About this exercise → Print verbatim the lines of the entries from the one containing "Can you find the glass" to the last, inclusive, and no others.

Data shown →

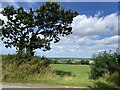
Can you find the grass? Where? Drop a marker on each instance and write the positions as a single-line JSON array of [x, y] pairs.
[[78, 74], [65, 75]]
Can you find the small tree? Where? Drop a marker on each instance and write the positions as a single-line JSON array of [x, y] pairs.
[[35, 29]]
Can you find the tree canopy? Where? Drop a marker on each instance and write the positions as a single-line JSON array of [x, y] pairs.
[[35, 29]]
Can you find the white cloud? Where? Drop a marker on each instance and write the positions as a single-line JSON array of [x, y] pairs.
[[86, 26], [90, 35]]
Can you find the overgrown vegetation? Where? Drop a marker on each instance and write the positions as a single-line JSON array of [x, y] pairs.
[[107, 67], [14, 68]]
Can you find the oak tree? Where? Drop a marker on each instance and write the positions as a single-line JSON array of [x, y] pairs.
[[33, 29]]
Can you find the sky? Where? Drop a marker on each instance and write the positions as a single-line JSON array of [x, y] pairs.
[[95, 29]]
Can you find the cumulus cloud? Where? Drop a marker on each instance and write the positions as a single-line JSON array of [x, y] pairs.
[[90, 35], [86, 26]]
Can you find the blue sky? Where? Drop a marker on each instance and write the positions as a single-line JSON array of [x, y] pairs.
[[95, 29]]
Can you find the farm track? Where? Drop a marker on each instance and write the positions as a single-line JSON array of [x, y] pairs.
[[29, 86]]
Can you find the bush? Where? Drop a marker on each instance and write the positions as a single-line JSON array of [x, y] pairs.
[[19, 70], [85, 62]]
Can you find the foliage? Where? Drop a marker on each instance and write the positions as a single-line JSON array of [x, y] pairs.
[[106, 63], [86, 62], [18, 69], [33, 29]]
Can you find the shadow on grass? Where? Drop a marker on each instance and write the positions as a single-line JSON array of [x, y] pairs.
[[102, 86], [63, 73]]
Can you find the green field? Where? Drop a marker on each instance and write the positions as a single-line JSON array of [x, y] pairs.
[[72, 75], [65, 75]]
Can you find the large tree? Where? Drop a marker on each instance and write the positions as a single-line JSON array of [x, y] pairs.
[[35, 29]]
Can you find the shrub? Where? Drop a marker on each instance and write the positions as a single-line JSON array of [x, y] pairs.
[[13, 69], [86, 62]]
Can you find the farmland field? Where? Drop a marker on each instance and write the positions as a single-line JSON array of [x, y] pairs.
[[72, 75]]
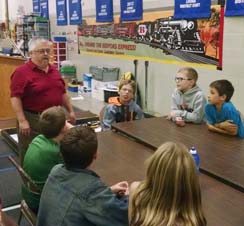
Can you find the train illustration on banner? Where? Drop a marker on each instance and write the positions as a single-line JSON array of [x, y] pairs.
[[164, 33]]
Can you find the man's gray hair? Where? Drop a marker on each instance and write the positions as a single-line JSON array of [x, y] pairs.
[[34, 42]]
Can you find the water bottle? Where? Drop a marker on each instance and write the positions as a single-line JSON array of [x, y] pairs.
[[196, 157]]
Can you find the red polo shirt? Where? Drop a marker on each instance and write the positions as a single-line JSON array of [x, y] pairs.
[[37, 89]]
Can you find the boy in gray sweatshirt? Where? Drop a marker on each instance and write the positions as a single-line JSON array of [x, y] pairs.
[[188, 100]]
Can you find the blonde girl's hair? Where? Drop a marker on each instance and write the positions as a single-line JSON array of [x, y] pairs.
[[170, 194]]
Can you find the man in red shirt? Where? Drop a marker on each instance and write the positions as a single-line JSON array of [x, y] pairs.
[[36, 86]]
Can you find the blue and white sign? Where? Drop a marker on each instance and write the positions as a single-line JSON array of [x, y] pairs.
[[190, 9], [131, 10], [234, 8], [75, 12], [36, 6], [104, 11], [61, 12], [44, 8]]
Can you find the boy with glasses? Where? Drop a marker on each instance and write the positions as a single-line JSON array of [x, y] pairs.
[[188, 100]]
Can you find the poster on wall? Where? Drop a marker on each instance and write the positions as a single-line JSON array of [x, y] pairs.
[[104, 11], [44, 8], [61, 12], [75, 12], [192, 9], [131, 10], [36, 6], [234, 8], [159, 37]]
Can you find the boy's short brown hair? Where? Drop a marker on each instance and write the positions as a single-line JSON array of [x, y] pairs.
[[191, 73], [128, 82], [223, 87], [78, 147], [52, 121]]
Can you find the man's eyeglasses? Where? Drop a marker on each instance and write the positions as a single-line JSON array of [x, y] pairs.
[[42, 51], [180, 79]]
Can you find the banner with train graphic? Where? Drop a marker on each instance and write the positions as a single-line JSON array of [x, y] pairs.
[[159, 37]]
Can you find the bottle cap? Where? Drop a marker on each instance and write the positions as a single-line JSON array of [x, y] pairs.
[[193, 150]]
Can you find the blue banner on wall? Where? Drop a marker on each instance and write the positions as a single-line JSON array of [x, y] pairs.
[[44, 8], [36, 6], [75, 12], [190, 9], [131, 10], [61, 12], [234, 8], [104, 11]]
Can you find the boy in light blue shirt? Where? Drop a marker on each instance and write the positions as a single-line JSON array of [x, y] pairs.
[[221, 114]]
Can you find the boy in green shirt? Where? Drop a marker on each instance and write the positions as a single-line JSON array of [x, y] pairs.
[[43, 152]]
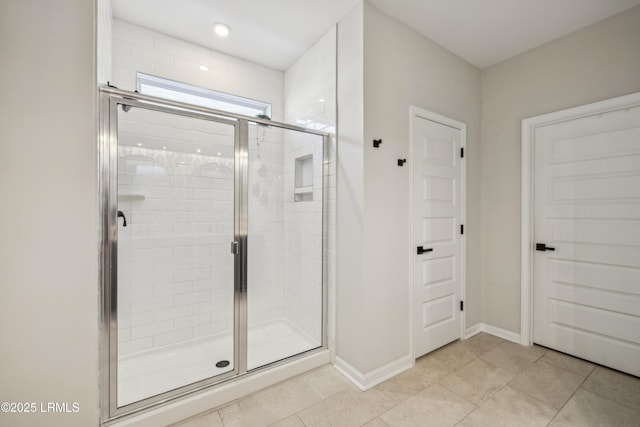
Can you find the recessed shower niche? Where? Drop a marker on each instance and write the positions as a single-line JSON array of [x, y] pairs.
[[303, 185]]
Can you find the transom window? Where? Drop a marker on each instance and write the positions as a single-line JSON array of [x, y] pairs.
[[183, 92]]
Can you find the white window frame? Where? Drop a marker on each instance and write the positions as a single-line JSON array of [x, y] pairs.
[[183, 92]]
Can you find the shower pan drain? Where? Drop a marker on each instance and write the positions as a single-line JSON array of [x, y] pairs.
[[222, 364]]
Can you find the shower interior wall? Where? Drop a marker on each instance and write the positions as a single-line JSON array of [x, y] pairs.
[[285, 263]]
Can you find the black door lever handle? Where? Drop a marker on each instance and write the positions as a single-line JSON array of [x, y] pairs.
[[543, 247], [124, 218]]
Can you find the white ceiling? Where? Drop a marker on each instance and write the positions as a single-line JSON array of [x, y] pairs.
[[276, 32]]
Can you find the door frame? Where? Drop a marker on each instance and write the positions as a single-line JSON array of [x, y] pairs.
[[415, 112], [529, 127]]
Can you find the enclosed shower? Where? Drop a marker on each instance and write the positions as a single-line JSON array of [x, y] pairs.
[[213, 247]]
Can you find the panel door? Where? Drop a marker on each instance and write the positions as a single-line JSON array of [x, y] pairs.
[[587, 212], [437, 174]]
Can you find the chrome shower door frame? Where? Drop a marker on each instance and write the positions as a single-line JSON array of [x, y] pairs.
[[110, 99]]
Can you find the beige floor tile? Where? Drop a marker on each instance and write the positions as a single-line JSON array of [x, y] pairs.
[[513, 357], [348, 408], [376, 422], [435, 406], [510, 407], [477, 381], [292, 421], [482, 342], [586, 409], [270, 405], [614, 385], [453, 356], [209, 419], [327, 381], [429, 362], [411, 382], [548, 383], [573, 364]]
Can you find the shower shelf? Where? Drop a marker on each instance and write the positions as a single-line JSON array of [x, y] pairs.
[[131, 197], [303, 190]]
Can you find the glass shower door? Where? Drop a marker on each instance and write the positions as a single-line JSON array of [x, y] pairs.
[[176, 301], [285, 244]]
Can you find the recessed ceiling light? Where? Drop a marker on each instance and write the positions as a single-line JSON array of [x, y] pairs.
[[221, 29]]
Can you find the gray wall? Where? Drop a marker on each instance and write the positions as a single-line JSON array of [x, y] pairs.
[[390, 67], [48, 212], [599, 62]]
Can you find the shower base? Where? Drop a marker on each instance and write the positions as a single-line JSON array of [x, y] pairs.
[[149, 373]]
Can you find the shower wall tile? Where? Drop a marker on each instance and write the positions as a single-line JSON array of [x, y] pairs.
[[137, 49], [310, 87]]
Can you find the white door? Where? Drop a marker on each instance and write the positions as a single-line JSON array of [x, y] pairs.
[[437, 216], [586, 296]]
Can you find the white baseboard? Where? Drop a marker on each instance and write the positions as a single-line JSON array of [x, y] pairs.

Answer section →
Can you find the glass shower door? Where? Drop a marker on each instance and write the positions as a single-line JSON array of [x, y] pairs.
[[176, 301], [285, 244]]
Can you find the recessed ceiling light? Where? Drop a marker on each instance and write the positions as a single-line JSON array of [x, y] pairs.
[[221, 29]]
Can you find the gray wall? Where? Drop a marker on each instance and write the positions as a single-line JSON array of [x, y] pairs.
[[390, 67], [48, 212], [599, 62]]
Can you find the shower base? Where? Drop a marker on each instance and write the positions as a single-line JSON array of [x, y] pairs.
[[149, 373]]
Can you find the shower wall tile? Where? Drop a marker on each instance and write the positions as a single-line JSON array of [x, y] pairs.
[[137, 49], [310, 87]]
Can you find the white door? Where? Drop a marker on each instance and write the positions as a single-line JSON array of [x, y] pairs.
[[437, 216], [586, 296]]
Can you find the white baseboard? Where? Drop a marker on each instance and write the positions as a single-line JSON array of [x, y] pairs.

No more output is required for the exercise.